REQUEST
Copy out the entries exactly, from the first line to the last.

--------------------

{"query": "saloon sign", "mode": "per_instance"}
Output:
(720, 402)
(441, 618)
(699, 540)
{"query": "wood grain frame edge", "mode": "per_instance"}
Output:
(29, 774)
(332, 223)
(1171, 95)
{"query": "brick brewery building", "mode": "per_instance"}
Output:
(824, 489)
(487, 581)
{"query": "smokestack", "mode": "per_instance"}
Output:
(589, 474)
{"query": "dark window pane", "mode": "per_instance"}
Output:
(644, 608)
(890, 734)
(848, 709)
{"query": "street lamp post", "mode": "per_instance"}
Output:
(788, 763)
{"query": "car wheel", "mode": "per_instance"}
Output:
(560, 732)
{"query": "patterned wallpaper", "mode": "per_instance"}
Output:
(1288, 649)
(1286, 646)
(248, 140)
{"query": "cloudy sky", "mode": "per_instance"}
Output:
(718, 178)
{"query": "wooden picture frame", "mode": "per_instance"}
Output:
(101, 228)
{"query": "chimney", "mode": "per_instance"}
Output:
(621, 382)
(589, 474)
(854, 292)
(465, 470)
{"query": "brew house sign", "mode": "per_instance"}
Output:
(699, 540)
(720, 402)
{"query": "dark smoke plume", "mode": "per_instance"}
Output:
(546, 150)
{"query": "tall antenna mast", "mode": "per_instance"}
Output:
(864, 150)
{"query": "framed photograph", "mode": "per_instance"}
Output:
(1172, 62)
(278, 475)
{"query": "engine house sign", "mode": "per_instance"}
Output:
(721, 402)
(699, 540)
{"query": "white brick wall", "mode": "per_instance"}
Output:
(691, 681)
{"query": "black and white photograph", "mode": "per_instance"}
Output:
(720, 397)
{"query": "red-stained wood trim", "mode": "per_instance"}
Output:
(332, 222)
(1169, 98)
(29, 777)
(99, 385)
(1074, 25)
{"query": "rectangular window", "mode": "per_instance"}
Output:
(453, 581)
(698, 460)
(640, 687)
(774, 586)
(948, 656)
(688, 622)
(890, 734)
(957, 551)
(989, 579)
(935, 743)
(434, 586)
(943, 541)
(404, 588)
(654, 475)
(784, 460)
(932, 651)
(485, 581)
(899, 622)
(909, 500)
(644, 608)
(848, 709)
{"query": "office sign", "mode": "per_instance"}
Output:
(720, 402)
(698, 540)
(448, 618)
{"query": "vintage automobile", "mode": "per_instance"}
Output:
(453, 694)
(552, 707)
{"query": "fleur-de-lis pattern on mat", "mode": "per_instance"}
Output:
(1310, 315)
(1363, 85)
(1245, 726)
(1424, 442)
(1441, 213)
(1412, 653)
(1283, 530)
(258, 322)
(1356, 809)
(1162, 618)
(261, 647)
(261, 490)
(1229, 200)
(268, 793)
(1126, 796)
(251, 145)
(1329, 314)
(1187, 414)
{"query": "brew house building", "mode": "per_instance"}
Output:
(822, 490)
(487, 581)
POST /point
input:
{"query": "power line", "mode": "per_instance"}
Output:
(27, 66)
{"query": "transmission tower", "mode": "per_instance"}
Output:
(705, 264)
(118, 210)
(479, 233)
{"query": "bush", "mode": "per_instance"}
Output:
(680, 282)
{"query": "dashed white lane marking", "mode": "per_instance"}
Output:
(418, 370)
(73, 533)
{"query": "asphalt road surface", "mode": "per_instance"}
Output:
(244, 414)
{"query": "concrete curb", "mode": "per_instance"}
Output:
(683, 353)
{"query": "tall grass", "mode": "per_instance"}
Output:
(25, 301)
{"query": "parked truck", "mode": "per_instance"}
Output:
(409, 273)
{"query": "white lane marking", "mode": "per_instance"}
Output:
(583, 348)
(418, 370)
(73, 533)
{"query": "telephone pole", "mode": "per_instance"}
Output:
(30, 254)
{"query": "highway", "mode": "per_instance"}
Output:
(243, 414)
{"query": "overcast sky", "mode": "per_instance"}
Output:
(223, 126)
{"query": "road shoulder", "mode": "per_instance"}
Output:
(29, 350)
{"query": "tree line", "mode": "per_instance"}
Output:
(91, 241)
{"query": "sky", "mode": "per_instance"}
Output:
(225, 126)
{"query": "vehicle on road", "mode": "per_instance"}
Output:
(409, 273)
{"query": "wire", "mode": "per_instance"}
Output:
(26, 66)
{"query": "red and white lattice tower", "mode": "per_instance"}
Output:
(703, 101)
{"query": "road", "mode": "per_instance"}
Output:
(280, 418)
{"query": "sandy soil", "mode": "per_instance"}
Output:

--------------------

SOLUTION TO THIS TASK
{"query": "saloon sign", "mode": "per_instance"}
Output:
(720, 402)
(441, 618)
(699, 540)
{"query": "wood grain frame edge", "mode": "per_instance"}
Output:
(29, 774)
(332, 223)
(1171, 95)
{"query": "brick brewery building", "mode": "per_instance"}
Output:
(824, 489)
(487, 581)
{"query": "smokestack", "mode": "per_instance"}
Output:
(589, 474)
{"query": "dark window pane", "mode": "per_instance"}
Output:
(644, 608)
(890, 734)
(848, 709)
{"query": "street lamp post", "mode": "per_instance"}
Output:
(788, 763)
{"query": "car wheel", "mode": "per_instance"}
Output:
(560, 732)
{"query": "patterned wallpaper", "mode": "per_instance"}
Output:
(1288, 649)
(1286, 646)
(248, 140)
{"query": "cloudy sky", "mode": "per_instance"}
Output:
(718, 178)
{"query": "wooden picture frame", "mode": "per_instance"}
Output:
(101, 228)
{"query": "chimney", "mode": "per_instance"}
Output:
(621, 382)
(589, 474)
(854, 292)
(465, 470)
{"query": "brew house sign", "mode": "per_instance"}
Output:
(699, 540)
(720, 402)
{"query": "dark smoke plume", "mode": "per_instance"}
Output:
(546, 150)
{"query": "tall antenna mast", "mode": "per_instance"}
Output:
(864, 150)
{"query": "framed photograph", "mode": "per_instance"}
Output:
(1172, 62)
(278, 475)
{"query": "engine house sign", "mode": "per_instance"}
Output:
(721, 402)
(699, 540)
{"query": "white brick wall", "mode": "per_instance"}
Output:
(691, 681)
{"query": "black and white photograph", "mode": "per_instance"}
Output:
(720, 397)
{"query": "red-stained wood trim", "mode": "per_instance"}
Output:
(332, 222)
(1169, 98)
(29, 777)
(99, 385)
(1074, 25)
{"query": "rectangular window", "mode": "per_instance"}
Output:
(453, 581)
(698, 460)
(640, 687)
(774, 586)
(948, 656)
(688, 622)
(890, 734)
(957, 551)
(989, 579)
(935, 743)
(434, 586)
(943, 541)
(404, 588)
(654, 475)
(784, 460)
(932, 651)
(485, 581)
(899, 622)
(909, 500)
(644, 608)
(848, 709)
{"query": "office sign", "mode": "per_instance"}
Output:
(720, 402)
(698, 540)
(448, 618)
{"query": "vintage automobile", "mode": "per_instance"}
Output:
(453, 694)
(552, 707)
{"query": "fleur-de-lis pattern on mat", "mode": "per_instance"}
Output:
(1310, 315)
(1363, 85)
(1245, 726)
(1424, 442)
(1441, 213)
(1412, 653)
(1283, 530)
(258, 322)
(1356, 809)
(1162, 618)
(261, 647)
(261, 490)
(1229, 200)
(268, 793)
(1126, 796)
(251, 145)
(1329, 314)
(1187, 414)
{"query": "brew house building", "mode": "per_instance"}
Output:
(822, 490)
(487, 581)
POST /point
input:
{"query": "power line", "mode": "per_instance"}
Output:
(27, 66)
{"query": "transmission tower", "mode": "per_instance"}
Output:
(705, 264)
(118, 210)
(479, 233)
{"query": "bush", "mode": "per_instance"}
Output:
(680, 282)
{"query": "dashed white lane marking", "mode": "per_instance"}
Output:
(418, 370)
(73, 533)
{"query": "asphalt road surface", "mode": "per_instance"}
Output:
(244, 414)
{"query": "concrete curb", "mode": "per_instance"}
Output:
(683, 353)
{"query": "tall grass", "mode": "per_instance"}
Output:
(25, 301)
{"query": "parked truck", "mode": "per_instance"}
Output:
(409, 273)
{"query": "white lane marking", "mode": "per_instance"}
Output:
(583, 348)
(418, 370)
(73, 533)
{"query": "telephone pole", "mode": "per_instance"}
Output:
(30, 254)
{"query": "highway", "mode": "per_instance"}
Output:
(243, 414)
{"query": "overcast sky", "mode": "per_instance"}
Output:
(223, 126)
{"query": "road shoulder", "mode": "per_instance"}
Output:
(29, 350)
{"query": "tree line", "mode": "per_instance"}
Output:
(91, 241)
{"query": "sky", "mode": "per_instance"}
Output:
(225, 126)
{"query": "vehicle on road", "mode": "per_instance"}
Output:
(409, 273)
{"query": "wire", "mode": "per_instance"}
Output:
(26, 66)
{"query": "red and white lattice tower", "mode": "per_instance"}
Output:
(703, 101)
{"query": "road", "mode": "per_instance"}
Output:
(280, 418)
{"query": "sandy soil", "mode": "per_instance"}
Output:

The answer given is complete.